[Excerpts from location labeling data]
>> BEGIN

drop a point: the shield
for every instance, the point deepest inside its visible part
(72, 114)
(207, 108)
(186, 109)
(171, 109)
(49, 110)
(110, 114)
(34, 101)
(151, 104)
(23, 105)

>> END

Exercise task
Change "instance" to "occurrence" throughout the material, and leave every other part of the lines unchanged.

Worked solution
drop a point: the shield
for every occurrence, the point deepest inside its visible part
(72, 114)
(207, 108)
(186, 109)
(171, 109)
(49, 110)
(110, 114)
(34, 101)
(151, 104)
(23, 105)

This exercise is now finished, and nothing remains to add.